[Problem details]
Reproduce the lines below verbatim, beginning with the line that contains "Find the tall" and continuing through the line that contains "<point>369,263</point>", including both of those lines.

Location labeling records
···

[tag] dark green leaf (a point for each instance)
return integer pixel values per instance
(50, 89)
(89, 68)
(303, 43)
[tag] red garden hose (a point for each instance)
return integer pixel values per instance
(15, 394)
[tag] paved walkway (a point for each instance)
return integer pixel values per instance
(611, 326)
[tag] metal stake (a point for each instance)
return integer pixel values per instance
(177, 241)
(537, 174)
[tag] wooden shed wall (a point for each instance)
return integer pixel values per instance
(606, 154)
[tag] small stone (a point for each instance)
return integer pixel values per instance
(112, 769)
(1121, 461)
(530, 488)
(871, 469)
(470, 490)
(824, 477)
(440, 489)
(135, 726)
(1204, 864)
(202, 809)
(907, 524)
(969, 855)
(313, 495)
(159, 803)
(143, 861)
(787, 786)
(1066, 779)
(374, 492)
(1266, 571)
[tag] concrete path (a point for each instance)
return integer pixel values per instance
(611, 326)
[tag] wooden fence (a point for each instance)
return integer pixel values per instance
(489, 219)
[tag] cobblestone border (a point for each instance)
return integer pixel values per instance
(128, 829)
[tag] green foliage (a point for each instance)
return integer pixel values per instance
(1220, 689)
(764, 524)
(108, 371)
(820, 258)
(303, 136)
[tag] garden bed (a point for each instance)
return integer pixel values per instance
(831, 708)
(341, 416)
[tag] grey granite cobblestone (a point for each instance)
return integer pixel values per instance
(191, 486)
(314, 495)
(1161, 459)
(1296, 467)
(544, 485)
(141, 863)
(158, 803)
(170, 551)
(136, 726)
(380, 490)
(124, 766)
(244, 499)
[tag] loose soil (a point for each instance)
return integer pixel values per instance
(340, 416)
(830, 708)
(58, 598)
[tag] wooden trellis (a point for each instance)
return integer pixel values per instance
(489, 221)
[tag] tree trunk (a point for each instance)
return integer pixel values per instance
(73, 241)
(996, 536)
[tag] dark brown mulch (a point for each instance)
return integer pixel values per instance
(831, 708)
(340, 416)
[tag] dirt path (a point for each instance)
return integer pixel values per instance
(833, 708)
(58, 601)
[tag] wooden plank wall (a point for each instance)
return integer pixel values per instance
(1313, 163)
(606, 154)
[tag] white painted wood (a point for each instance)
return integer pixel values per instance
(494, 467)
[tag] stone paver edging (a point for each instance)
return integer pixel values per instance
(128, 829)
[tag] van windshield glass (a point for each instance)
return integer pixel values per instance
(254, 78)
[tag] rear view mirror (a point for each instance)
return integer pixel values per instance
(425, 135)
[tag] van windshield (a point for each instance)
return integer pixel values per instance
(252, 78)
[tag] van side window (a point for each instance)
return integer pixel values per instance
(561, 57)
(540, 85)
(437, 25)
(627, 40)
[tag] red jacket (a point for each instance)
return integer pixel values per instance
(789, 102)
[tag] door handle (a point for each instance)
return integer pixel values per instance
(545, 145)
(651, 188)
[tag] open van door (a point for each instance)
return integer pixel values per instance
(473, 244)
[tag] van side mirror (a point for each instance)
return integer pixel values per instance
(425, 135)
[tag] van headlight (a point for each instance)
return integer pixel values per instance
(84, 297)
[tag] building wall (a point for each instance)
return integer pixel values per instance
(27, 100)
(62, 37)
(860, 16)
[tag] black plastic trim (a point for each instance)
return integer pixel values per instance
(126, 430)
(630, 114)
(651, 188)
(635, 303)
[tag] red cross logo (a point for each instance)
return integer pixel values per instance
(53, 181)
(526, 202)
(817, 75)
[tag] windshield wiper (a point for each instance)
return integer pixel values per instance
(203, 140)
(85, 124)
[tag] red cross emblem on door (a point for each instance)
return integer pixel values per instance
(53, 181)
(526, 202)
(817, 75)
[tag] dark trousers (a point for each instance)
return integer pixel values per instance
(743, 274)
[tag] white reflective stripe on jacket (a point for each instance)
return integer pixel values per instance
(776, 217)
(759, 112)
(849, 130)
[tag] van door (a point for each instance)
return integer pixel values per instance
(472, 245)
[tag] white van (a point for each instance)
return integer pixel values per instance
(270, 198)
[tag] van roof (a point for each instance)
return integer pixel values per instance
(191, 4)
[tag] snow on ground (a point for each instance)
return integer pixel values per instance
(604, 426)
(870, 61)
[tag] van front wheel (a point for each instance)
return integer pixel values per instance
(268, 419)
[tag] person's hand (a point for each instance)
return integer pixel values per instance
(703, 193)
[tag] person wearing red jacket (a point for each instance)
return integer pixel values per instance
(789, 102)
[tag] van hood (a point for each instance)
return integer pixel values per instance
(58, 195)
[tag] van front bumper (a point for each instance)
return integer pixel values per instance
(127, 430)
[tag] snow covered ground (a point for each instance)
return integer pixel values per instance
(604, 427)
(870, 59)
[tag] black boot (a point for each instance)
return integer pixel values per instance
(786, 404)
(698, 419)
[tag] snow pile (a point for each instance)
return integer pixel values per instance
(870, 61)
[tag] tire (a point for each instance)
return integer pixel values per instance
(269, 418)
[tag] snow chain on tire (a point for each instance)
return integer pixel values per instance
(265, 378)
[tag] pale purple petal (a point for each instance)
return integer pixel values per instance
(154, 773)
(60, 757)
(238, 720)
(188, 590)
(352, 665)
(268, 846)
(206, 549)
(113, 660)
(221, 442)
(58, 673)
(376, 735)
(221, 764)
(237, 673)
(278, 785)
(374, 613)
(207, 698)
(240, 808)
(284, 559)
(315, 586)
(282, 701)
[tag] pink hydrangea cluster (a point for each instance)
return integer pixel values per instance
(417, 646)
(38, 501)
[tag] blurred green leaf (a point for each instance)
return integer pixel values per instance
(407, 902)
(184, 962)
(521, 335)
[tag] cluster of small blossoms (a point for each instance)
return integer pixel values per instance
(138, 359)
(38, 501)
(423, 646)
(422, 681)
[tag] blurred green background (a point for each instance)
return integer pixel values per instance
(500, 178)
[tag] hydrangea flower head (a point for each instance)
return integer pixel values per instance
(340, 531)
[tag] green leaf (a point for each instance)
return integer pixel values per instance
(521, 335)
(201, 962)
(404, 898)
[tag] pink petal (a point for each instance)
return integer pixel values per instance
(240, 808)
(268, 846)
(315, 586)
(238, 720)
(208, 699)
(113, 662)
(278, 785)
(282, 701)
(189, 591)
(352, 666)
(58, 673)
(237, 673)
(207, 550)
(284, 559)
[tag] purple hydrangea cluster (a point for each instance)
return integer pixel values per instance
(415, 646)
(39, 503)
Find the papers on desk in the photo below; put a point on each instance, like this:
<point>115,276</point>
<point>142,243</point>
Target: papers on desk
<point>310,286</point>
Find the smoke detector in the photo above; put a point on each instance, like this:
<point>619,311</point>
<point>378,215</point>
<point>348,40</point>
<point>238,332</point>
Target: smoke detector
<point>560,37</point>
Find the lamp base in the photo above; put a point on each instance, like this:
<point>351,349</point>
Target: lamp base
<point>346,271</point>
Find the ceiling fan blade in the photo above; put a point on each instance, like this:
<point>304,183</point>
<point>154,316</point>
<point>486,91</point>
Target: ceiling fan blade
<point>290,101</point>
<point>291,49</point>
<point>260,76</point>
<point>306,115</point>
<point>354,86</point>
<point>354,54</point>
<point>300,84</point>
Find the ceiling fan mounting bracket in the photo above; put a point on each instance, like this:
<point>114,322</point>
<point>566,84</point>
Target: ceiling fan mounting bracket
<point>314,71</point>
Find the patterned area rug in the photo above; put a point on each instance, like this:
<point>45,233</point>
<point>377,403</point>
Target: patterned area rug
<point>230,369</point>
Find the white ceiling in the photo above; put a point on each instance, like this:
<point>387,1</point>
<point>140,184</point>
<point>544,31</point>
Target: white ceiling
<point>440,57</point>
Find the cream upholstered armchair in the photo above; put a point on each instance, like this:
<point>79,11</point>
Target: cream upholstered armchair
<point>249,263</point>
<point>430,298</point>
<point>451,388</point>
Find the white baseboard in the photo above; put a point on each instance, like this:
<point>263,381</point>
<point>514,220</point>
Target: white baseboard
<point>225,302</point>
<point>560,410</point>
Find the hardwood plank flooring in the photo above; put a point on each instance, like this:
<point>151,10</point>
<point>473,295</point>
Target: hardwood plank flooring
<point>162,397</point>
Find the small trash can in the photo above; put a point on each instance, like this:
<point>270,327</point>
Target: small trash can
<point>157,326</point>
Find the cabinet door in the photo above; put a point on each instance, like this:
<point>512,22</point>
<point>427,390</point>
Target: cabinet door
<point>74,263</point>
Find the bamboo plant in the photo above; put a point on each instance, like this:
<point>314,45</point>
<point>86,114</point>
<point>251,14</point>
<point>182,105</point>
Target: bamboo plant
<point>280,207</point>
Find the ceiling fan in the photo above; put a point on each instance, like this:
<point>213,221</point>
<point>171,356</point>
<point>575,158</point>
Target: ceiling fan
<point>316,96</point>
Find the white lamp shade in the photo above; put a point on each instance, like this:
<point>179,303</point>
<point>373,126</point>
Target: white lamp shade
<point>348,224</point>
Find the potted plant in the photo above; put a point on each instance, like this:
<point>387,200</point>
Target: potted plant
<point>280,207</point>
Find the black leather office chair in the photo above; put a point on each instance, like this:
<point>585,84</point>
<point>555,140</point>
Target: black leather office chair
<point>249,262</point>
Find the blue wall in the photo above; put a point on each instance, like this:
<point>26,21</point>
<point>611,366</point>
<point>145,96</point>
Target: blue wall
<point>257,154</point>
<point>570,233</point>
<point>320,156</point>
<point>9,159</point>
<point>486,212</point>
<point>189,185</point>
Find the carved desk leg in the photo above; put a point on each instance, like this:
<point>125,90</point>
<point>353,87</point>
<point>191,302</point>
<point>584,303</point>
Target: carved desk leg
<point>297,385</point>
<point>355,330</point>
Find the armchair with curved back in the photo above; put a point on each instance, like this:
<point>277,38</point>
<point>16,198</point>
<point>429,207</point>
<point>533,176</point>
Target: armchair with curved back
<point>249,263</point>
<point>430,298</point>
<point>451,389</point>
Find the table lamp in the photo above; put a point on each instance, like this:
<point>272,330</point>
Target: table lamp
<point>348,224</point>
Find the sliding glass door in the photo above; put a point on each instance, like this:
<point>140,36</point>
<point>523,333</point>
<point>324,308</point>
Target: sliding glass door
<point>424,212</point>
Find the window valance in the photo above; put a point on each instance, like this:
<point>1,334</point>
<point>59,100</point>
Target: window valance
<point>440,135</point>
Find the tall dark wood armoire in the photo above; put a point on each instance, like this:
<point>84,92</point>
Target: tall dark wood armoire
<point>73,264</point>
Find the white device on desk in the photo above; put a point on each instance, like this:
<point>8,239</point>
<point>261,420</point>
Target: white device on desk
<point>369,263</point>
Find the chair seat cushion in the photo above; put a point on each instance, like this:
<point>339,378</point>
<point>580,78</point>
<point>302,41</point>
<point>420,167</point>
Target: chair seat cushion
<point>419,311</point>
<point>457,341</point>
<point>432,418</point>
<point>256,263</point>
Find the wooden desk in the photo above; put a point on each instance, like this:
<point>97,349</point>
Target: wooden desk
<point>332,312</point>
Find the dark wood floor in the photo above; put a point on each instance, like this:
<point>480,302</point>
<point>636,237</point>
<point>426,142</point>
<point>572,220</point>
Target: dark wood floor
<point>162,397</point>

···

[Exercise result]
Find the tall dark wood armoire in the photo above; put a point on each instance, like this:
<point>84,92</point>
Target: tall dark wood armoire
<point>73,264</point>
Find the white device on desk in the photo above; put a point on each instance, like this:
<point>8,239</point>
<point>261,420</point>
Target: white device on desk
<point>369,263</point>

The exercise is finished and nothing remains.